Supplied passage:
>>>

Tsundue has been involved in Tibet's independence movement since his student days. But he caught international media attention in January 2002 when he climbed the scaffolding outside the hotel where PRC Premier Zhu Rongji was staying in Mumbai; he displayed a banner with the words "Free Tibet: China, Get Out" and a Tibetan flag while shouting pro-Tibetan slogans before being arrested by Indian police.

In April 2005 he repeated a similar one-man protest when PRC Premier Wen Jiabao was visiting the southern city of Bangalore. Standing on the balcony of a 200-foot-high tower at the Indian Institute of Science, he unfurled a red banner that read "Free Tibet" while shouting "Wen Jiabao, you cannot silence us". As a result of his actions, the Indian police ordered a travel ban and Tsundue was ordered not to leave the town of Dharamshala, when the Chinese President Hu Jintao visited India in November 2006.

In 2008, Tsundue announced his intention of taking part in a return march from Dharamshala to Tibet, that was being organized as a part of the "Tibetan People's Uprising Movement", a united effort put together by five major Tibetan NGOs. Tsundue has been wearing a red band around his head since 2002 which he says is the mark of his pledge that he would work for the freedom of his country, and would never take it off until Tibet is free.

Tenzin wrote in the Hindustan Times in 2019 that, "whenever the president of China visits India, the Indian police locates me, no matter where I am and throws me into the nearest central jail". As of 2019, he has been arrested on 16 separate occasions. Before Xi's visit in 2019, he was jailed in Puzhal Central Prison with 13 other Tibetans for 12 days and was the last to be released.

Through his writing and through his advocacy for Tibet, Tenzin Tsundue has become a prominent public intellectual. He has spoken at many literary festivals and international forums including Harvard University and the Geneva Summit for Human Rights and Democracy.

=== Walk a Mile for Tibet ===

On 12 February 2021, the day of the Tibetan New Year, Tenzin started a 500 km walk from Dharamshala to New Delhi seeking that India re-visits its "one-China policy". The main aim of the walk "is to highlight the issue of Tibet". He plans to cover the distance in one month, reaching New Delhi on 10 March, the Tibetan Uprising Day.

As he walks to Delhi, he distributes pamphlets along the way and has crowdsourced translations into other regional languages to reach a wider audience. Tenzin says that he is also "informing people about India’s border security" in three languages. He walks holding both the Tibetan flag as well as the Indian tricolour.

<<<

Given entries:

>>>

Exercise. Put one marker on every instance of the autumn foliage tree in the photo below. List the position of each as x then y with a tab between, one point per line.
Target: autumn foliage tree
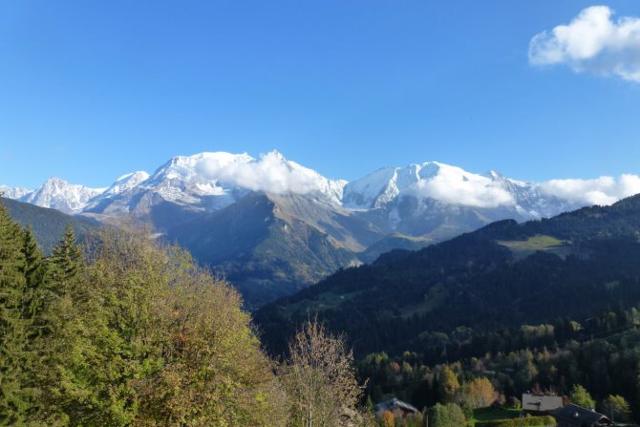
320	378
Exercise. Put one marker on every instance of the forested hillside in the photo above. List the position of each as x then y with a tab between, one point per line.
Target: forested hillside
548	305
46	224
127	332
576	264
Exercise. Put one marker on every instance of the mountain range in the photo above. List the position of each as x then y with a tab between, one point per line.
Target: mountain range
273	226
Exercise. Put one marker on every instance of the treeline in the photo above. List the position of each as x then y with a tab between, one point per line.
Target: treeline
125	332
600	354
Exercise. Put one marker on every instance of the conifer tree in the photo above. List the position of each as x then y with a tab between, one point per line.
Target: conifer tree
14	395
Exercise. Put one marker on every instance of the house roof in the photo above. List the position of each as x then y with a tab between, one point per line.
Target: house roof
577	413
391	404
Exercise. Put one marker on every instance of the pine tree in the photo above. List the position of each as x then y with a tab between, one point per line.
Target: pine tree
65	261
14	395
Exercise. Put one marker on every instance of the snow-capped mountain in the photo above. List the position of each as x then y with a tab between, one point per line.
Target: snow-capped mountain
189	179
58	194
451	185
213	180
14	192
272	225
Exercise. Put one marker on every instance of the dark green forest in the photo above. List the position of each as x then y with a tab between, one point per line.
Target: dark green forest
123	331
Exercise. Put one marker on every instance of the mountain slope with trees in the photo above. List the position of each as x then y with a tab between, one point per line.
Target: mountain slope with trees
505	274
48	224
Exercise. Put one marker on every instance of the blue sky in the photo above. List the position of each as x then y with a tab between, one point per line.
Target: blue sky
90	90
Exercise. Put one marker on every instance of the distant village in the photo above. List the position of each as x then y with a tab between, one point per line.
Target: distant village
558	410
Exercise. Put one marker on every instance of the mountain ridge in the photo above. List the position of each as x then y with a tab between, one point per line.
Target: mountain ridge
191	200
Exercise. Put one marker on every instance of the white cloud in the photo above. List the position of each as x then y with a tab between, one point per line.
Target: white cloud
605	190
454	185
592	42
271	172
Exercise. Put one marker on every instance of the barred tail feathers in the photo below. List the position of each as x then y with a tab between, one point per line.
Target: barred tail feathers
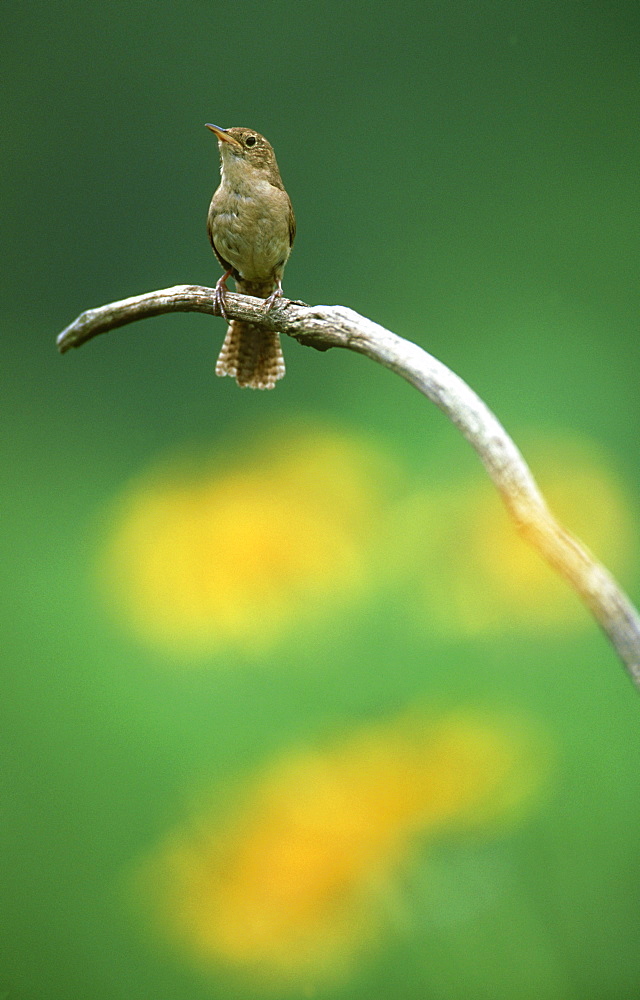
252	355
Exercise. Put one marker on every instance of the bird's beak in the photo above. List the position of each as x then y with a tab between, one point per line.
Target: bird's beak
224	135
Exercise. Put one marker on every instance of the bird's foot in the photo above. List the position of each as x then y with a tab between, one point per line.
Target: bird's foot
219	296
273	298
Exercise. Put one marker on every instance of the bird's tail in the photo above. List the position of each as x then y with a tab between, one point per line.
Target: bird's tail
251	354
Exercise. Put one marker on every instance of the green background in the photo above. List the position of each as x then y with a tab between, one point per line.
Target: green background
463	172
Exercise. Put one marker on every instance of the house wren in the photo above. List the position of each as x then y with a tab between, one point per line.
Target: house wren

<<<
>>>

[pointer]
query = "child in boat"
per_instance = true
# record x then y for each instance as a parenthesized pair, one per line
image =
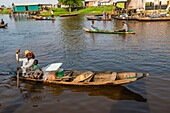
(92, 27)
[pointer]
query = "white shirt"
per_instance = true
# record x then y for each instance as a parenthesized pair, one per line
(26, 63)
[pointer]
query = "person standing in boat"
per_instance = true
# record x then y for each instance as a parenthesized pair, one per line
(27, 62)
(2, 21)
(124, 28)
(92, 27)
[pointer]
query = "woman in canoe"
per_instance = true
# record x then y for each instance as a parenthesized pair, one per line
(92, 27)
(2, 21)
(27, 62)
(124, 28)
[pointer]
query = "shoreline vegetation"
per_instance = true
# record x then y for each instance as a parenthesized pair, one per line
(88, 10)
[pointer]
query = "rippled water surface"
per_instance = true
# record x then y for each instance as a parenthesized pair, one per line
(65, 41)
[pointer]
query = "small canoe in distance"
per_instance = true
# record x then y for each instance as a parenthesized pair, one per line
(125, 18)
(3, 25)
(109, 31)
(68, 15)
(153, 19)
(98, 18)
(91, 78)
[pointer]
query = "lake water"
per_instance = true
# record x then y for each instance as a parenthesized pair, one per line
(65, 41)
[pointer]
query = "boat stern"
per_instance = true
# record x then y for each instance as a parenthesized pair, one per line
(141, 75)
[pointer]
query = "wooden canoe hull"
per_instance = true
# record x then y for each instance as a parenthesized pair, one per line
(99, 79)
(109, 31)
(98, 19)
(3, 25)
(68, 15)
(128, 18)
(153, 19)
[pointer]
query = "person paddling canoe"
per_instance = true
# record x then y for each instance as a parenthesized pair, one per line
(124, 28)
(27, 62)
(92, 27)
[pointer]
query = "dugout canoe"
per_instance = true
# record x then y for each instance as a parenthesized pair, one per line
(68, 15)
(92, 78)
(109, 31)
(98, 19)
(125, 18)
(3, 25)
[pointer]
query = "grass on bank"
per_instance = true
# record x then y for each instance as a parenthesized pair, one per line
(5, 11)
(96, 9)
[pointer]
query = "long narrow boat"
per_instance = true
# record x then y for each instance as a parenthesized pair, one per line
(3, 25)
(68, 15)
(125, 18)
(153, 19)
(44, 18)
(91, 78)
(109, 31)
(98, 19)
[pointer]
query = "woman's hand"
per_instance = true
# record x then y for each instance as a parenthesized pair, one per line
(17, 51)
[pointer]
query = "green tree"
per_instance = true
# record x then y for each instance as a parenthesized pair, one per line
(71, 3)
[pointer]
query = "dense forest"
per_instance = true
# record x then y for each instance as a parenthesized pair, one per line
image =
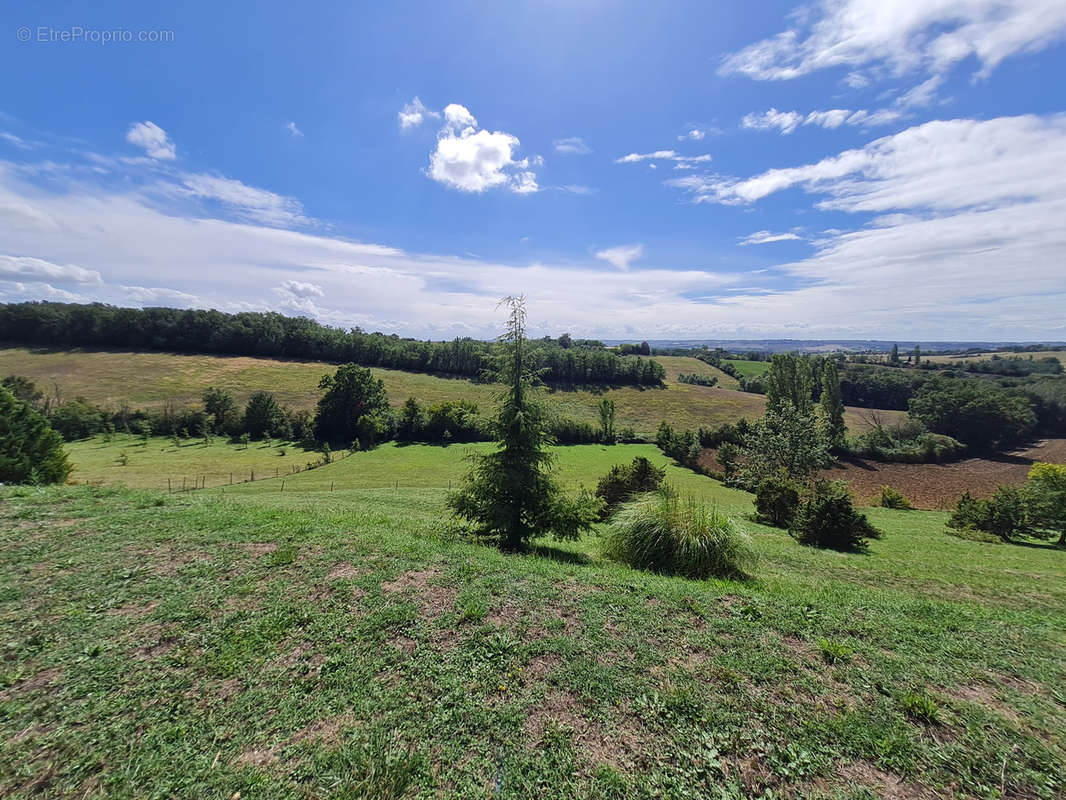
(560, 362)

<<<
>>>

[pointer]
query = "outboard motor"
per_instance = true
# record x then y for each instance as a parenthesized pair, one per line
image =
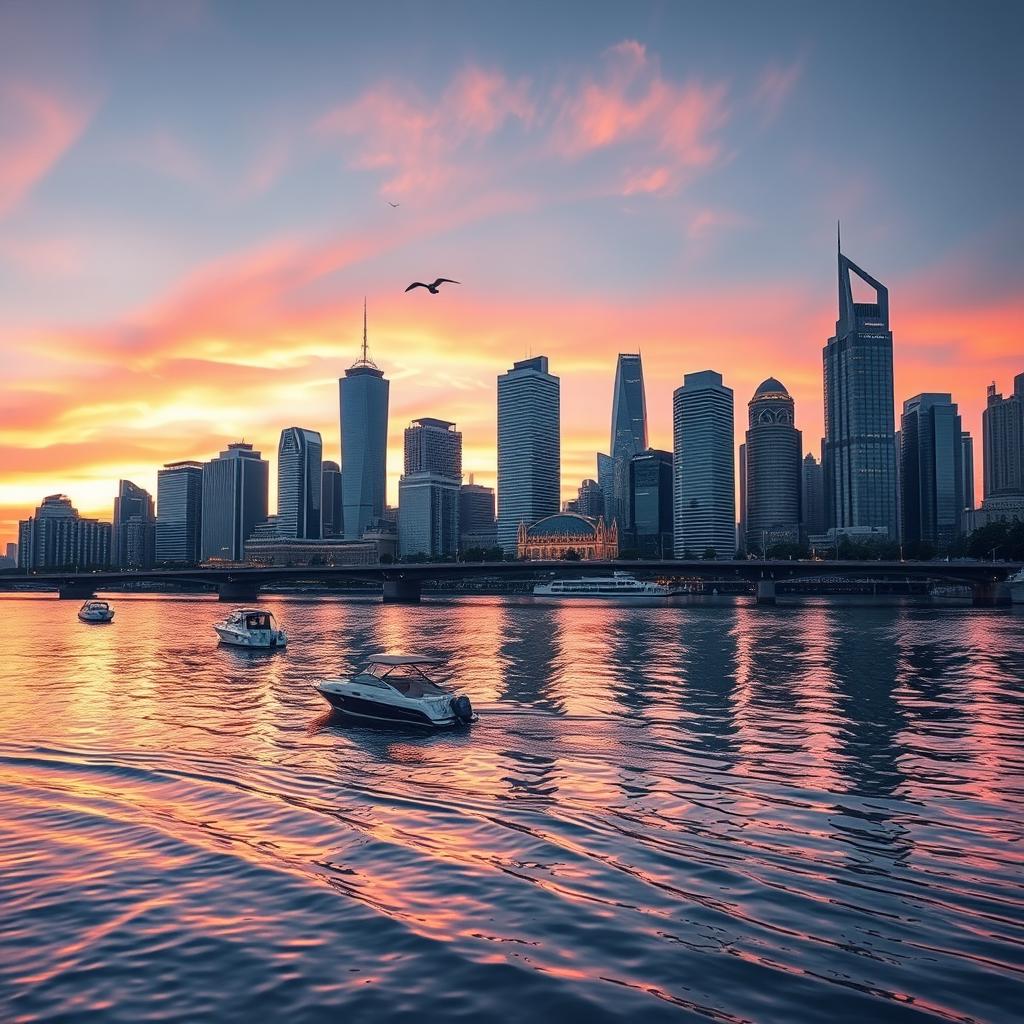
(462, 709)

<<<

Work instruction: In one to three sentences, use the Tenzin Tsundue biography to explain why he wears a red band around his head. Work only from the Tenzin Tsundue biography, with no outside knowledge.

Written answer: Tsundue says the red band, which he has worn since 2002, marks his pledge to work for the freedom of his country. He has vowed never to take it off until Tibet is free.